>>>

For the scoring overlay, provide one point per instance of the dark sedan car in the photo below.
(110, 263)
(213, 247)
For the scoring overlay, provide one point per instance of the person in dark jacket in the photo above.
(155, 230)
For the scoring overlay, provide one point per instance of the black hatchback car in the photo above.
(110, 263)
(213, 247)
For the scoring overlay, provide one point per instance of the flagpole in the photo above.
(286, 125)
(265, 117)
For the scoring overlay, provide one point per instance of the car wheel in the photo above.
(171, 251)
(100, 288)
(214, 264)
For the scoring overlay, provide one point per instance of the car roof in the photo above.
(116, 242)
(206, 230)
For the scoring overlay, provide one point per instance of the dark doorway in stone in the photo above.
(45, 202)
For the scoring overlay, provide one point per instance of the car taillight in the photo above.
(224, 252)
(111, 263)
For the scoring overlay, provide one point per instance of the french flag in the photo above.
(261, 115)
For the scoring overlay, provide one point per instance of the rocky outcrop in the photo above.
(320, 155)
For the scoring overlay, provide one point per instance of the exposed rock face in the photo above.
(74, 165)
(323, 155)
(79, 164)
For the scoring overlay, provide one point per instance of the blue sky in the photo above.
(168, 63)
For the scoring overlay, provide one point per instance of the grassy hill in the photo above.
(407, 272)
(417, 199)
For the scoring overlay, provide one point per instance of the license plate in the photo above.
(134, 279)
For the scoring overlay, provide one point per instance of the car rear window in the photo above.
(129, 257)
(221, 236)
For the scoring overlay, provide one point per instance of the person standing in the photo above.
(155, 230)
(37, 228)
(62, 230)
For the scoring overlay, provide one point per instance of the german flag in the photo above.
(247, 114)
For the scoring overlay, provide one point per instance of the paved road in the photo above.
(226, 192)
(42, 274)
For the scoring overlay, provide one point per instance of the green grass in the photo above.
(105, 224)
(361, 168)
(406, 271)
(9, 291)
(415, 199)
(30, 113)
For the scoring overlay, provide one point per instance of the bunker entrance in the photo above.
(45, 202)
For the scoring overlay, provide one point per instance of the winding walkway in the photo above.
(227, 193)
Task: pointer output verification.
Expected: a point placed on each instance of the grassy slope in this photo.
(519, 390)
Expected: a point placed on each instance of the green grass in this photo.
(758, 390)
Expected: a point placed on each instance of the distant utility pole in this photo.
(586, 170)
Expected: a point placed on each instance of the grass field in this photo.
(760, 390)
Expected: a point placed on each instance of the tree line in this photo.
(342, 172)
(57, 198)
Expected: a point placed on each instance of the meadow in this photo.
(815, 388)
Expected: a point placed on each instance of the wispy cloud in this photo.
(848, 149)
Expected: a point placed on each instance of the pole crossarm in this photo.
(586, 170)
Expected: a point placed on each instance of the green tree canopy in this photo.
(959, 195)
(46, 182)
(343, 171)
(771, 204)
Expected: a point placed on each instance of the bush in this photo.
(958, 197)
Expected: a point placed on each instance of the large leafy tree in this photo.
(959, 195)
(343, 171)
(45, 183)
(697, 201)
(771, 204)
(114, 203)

<<<

PROBLEM DESCRIPTION =>
Every entry above has to be returned exactly as written.

SOLUTION TO THIS TASK =>
For the scoring overlay, provide one point per instance of the dark sedan car in the photo below.
(110, 263)
(213, 247)
For the scoring overlay, provide one point per instance of the person in dark jacket in the photo above.
(155, 230)
For the scoring overlay, provide one point per instance of the black hatchback car in the photo above.
(110, 263)
(213, 247)
For the scoring overlay, provide one point per instance of the flagpole in the photo above.
(286, 125)
(265, 117)
For the scoring overlay, provide one point per instance of the car wheel in the photo above.
(171, 251)
(100, 288)
(214, 264)
For the scoring overlay, provide one point per instance of the car roof in the photo above.
(116, 242)
(206, 230)
For the scoring overlay, provide one point per instance of the dark doorway in stone in the photo above.
(45, 202)
For the scoring overlay, provide one point per instance of the car taillight in the photo above.
(224, 252)
(111, 263)
For the scoring overlay, provide one point per instance of the french flag in the photo above.
(261, 115)
For the scoring overlay, provide one point per instance of the rocky outcrop in the photo above.
(320, 155)
For the scoring overlay, provide one point per instance of the exposed rock face in the photo above.
(74, 165)
(323, 155)
(79, 164)
For the scoring overlay, provide one point per instance of the blue sky in the photo above.
(168, 63)
For the scoring overlay, provide one point per instance of the grassy hill in the photo above.
(407, 272)
(417, 199)
For the scoring overlay, provide one point per instance of the license plate in the photo above.
(134, 279)
For the scoring overlay, provide one point per instance of the car rear window in the photo above.
(129, 257)
(221, 236)
For the scoring overlay, provide one point per instance of the person standing in the photo above.
(155, 230)
(37, 228)
(62, 230)
For the scoring overlay, provide one point per instance of the german flag in the photo above.
(247, 114)
For the scoring overlay, provide one point per instance of the paved road in the photo above.
(226, 192)
(42, 274)
For the scoring overlay, provide one point per instance of the green grass in the photo above.
(105, 224)
(361, 168)
(406, 271)
(9, 291)
(415, 199)
(30, 113)
For the scoring overlay, provide one point per instance of the bunker entrance in the photo above.
(45, 202)
For the scoring overlay, provide one point per instance of the winding walkway in the photo above.
(227, 193)
Task: pointer output verification.
Expected: a point placed on each instance of the grassy slope in this photo.
(519, 390)
Expected: a point placed on each instance of the green grass in this photo.
(758, 390)
Expected: a point placed on each instance of the distant utility pole in this photo.
(586, 170)
Expected: a point placed on each instance of the grass field in this photo.
(760, 390)
Expected: a point placed on each instance of the tree line in this photo.
(342, 172)
(57, 198)
Expected: a point placed on each instance of the meadow in this photo.
(815, 388)
Expected: a point placed on each instance of the wispy cloud in this photo.
(848, 149)
Expected: a point placed on each instance of the pole crossarm in this photo.
(586, 170)
Expected: a point placed on each instance of the green tree canopy in this photo.
(959, 195)
(46, 182)
(343, 171)
(771, 204)
Expected: a point placed on each instance of the bush in this photo.
(958, 197)
Expected: a point placed on each instance of the large leafy tree in this photo.
(959, 195)
(343, 171)
(45, 183)
(697, 201)
(771, 204)
(114, 203)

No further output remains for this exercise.